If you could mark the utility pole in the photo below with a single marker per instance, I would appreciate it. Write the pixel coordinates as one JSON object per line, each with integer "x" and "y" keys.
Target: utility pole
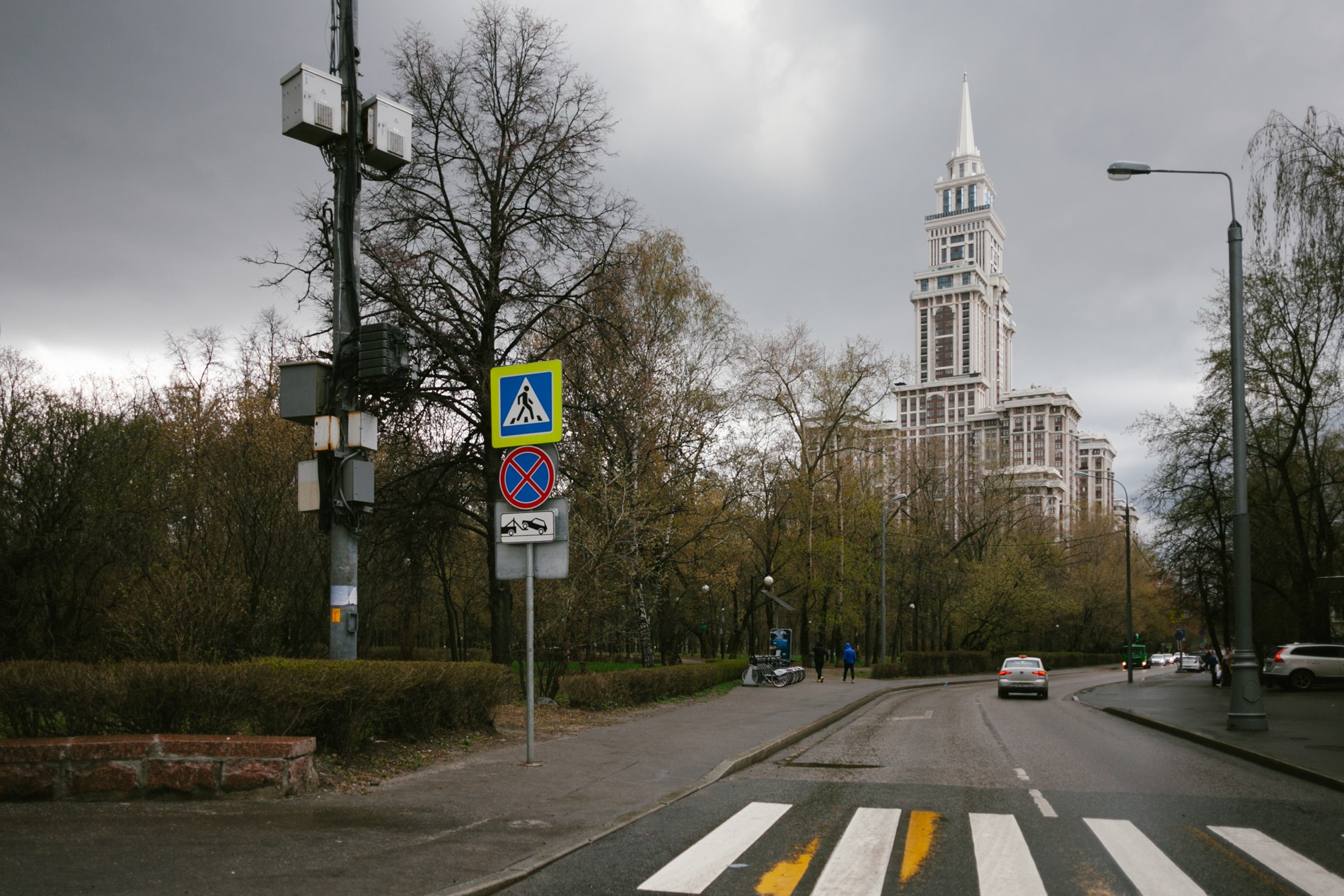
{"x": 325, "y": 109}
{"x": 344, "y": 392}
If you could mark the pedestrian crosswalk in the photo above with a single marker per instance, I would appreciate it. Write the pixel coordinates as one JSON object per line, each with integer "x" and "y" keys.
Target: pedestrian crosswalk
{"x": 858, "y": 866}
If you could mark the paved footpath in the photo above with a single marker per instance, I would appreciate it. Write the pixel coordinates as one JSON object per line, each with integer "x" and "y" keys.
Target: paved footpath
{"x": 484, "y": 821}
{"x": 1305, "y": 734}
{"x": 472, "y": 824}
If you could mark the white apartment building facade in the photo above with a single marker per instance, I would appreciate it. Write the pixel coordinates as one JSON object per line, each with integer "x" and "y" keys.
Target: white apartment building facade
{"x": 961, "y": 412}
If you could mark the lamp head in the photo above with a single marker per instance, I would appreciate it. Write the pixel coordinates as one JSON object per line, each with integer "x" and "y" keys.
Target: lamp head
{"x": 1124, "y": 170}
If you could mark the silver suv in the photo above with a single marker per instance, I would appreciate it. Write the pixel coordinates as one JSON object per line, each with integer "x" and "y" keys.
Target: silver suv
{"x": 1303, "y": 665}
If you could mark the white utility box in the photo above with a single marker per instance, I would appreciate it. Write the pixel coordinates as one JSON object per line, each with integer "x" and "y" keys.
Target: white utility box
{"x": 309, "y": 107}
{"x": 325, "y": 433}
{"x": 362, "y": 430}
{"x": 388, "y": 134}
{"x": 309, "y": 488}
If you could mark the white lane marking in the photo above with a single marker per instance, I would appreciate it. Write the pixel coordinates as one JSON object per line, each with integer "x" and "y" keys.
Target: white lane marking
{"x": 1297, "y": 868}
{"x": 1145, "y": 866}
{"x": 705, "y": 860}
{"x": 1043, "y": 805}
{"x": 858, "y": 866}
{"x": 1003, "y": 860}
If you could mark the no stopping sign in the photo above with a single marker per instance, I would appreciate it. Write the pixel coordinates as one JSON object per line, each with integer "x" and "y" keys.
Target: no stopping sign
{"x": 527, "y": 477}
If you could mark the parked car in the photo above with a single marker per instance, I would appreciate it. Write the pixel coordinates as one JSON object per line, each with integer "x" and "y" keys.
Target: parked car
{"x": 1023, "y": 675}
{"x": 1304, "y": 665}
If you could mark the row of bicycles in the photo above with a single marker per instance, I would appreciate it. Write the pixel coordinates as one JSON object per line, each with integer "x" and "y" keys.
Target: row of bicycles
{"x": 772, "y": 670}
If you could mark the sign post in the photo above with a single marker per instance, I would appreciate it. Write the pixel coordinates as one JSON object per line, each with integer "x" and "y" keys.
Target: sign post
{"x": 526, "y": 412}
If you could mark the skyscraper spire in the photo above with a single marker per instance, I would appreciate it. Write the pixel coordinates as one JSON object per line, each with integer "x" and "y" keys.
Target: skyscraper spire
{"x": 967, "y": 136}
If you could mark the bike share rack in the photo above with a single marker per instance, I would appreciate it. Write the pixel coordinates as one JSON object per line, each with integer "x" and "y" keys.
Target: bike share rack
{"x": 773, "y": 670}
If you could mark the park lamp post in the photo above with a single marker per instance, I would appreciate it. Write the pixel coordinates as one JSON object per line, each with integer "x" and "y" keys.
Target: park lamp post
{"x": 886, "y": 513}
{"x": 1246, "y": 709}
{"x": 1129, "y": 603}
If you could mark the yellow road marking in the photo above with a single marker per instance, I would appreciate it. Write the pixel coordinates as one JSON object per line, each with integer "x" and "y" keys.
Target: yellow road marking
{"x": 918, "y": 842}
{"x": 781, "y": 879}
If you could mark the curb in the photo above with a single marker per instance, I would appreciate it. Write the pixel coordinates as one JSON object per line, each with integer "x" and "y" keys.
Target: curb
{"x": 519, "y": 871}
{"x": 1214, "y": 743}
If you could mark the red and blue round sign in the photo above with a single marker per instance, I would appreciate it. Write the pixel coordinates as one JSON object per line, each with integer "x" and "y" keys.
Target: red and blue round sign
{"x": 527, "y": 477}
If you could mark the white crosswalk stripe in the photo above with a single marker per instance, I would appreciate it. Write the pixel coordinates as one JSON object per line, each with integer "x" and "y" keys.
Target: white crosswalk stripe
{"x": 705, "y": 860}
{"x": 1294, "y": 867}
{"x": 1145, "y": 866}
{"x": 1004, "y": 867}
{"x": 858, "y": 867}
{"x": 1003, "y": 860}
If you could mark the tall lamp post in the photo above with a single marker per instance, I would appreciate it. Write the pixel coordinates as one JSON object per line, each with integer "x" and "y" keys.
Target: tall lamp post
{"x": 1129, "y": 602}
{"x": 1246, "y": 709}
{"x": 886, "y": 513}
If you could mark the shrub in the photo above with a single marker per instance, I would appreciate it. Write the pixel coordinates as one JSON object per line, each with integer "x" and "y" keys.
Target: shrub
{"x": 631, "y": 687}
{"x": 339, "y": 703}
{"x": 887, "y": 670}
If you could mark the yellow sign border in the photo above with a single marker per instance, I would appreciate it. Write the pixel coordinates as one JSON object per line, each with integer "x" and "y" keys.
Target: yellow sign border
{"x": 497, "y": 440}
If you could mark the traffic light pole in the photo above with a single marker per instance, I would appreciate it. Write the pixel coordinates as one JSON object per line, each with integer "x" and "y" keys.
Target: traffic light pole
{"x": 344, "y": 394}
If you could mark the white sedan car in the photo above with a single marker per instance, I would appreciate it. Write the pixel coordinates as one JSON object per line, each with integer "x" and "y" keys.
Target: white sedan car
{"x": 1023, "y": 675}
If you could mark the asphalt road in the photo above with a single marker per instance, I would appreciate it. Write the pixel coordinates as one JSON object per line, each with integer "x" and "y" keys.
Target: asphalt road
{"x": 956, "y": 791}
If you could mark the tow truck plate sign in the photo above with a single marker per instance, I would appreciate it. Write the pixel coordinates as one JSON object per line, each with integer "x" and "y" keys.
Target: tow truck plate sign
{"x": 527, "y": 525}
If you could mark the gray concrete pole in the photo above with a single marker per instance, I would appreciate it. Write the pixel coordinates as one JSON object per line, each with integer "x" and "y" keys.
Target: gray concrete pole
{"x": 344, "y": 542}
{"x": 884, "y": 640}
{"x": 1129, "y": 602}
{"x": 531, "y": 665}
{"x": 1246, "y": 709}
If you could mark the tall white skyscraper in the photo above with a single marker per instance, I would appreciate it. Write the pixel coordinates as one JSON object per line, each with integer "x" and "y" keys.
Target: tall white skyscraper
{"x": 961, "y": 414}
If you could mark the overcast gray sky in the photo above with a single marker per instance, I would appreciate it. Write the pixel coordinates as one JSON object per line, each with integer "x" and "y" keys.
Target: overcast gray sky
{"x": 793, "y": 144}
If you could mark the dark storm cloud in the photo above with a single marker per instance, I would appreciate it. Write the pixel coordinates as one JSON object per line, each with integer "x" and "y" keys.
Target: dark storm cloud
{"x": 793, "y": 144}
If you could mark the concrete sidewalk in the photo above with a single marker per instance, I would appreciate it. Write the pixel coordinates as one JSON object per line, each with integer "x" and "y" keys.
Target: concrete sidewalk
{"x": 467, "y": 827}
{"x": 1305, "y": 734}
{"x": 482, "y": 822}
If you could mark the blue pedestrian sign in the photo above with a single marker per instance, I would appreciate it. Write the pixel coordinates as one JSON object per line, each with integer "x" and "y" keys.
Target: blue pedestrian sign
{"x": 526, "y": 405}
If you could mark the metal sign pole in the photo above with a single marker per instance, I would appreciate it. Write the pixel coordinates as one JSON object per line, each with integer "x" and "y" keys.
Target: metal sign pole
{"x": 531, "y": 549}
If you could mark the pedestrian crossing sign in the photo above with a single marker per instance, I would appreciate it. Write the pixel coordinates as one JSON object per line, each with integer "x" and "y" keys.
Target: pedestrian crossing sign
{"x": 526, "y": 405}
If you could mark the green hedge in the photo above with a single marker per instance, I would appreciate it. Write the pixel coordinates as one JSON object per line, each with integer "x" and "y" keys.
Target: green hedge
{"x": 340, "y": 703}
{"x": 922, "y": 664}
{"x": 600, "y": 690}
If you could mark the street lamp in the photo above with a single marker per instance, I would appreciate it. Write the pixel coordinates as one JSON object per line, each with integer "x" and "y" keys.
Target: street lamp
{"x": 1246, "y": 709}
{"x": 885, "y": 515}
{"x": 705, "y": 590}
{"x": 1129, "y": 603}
--
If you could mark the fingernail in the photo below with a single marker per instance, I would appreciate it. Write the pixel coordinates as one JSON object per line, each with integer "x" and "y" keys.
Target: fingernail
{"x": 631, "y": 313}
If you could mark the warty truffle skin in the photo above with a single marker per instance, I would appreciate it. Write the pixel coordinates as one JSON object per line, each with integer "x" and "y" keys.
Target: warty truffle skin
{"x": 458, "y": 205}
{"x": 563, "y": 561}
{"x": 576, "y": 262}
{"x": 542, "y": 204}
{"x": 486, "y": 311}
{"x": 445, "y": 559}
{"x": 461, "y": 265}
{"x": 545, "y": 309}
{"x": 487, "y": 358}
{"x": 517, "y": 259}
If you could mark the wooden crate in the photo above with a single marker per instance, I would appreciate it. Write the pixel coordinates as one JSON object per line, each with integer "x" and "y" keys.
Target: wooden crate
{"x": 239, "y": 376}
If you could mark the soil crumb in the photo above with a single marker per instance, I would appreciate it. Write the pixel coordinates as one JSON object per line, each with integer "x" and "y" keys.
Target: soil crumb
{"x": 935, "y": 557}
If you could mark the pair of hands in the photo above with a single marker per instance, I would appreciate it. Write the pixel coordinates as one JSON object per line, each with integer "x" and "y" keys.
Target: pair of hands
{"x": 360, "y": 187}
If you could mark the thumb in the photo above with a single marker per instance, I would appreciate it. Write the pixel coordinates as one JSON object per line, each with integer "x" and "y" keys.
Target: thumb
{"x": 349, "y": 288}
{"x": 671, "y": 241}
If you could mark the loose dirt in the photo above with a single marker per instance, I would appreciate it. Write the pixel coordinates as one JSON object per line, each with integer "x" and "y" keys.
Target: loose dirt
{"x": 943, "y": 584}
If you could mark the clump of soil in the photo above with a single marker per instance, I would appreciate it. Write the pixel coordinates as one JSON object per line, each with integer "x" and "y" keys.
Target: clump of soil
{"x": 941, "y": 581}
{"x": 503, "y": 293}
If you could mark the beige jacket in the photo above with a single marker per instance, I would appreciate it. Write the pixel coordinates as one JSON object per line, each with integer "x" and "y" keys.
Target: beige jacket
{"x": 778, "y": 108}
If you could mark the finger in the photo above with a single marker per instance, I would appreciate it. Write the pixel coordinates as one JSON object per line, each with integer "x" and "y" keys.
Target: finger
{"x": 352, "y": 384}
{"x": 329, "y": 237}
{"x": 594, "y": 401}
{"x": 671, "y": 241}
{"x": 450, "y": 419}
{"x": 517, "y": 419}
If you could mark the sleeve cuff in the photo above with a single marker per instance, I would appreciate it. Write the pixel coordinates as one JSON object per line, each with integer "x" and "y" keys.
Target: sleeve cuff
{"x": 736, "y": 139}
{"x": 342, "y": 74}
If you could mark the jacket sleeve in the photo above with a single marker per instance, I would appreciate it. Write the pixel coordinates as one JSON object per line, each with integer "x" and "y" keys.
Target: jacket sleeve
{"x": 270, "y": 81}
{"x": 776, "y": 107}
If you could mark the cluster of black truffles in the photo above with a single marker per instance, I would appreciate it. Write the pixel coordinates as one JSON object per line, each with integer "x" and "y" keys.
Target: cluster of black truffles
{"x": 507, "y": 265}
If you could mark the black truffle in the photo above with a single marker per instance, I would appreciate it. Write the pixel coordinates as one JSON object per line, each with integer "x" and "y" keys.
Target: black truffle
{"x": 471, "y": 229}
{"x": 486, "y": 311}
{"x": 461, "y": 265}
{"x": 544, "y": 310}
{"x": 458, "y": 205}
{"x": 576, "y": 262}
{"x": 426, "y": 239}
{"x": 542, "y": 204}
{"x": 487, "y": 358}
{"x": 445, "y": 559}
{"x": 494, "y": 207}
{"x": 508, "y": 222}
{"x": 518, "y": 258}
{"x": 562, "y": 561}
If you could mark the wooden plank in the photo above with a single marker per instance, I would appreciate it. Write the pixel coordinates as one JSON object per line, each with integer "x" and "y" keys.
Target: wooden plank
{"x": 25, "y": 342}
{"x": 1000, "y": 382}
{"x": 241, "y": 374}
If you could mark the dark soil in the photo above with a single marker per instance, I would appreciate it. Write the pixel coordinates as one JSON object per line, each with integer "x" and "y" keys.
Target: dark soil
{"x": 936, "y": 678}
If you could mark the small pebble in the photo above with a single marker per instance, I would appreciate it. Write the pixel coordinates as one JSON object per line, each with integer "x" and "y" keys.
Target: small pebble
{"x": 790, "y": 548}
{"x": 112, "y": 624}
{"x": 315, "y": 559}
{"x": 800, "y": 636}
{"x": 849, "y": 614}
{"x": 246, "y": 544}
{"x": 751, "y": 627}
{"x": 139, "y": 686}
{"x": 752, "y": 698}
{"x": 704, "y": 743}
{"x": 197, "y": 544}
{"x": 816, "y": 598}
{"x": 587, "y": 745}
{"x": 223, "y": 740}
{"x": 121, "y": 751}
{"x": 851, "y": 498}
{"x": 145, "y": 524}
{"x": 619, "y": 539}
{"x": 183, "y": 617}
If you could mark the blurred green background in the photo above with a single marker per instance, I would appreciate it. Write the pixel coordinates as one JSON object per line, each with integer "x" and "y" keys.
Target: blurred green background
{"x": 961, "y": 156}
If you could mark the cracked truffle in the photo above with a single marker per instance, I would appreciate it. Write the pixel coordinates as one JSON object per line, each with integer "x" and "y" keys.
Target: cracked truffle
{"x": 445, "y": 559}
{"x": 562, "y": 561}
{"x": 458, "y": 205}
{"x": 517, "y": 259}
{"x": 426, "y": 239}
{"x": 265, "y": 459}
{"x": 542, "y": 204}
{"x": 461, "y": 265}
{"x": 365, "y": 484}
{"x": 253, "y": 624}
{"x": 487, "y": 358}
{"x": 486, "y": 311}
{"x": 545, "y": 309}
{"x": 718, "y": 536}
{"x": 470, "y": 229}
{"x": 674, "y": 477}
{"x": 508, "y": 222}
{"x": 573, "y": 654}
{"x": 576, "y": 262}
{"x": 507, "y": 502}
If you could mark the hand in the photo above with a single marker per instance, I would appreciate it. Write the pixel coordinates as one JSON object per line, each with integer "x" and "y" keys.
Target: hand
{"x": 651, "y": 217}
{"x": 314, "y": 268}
---
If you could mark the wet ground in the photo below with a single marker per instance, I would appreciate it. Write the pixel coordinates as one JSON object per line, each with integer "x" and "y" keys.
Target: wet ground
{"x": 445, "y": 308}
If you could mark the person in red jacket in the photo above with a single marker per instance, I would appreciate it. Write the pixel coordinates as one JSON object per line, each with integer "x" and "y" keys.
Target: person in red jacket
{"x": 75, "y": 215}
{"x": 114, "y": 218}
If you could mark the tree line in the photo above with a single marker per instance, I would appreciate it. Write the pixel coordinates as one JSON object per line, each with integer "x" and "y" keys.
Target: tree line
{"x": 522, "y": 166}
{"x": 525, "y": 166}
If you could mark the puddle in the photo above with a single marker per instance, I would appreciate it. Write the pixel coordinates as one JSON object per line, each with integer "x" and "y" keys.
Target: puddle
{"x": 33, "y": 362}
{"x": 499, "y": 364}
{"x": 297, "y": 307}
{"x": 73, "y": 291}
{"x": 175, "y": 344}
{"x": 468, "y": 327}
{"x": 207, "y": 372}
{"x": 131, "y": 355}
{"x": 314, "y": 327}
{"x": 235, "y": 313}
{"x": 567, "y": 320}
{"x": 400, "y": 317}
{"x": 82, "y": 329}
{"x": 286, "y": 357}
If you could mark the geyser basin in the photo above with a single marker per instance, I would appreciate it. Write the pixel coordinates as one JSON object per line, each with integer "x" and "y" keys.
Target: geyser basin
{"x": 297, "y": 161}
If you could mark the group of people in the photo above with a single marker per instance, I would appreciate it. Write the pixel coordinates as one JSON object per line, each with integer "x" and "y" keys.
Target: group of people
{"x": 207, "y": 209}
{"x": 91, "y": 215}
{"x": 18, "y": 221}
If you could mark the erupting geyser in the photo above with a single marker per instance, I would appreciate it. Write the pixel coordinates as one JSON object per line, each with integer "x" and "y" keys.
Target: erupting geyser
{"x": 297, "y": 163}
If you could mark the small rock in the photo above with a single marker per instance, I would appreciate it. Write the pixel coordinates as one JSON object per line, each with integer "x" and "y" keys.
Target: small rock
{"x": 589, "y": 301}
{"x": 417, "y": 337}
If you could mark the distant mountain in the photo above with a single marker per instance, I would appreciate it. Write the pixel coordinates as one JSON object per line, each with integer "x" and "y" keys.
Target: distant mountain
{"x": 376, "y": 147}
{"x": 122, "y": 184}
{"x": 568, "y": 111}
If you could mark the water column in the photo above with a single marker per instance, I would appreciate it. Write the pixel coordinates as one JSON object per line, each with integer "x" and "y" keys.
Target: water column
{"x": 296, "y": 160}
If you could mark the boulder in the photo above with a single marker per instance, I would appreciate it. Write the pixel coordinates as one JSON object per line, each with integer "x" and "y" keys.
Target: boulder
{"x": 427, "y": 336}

What the task asks
Which lines of the entries above contain the word "thumb" with its case matching exactly? Copy out each of those lines in full.

Solution below
If you could mark the thumb in the photo above with a single marker per instance, I would appreciate it. Write the pixel coordinates as one JSON object per line, each with integer "x" and "y" keys.
Target: thumb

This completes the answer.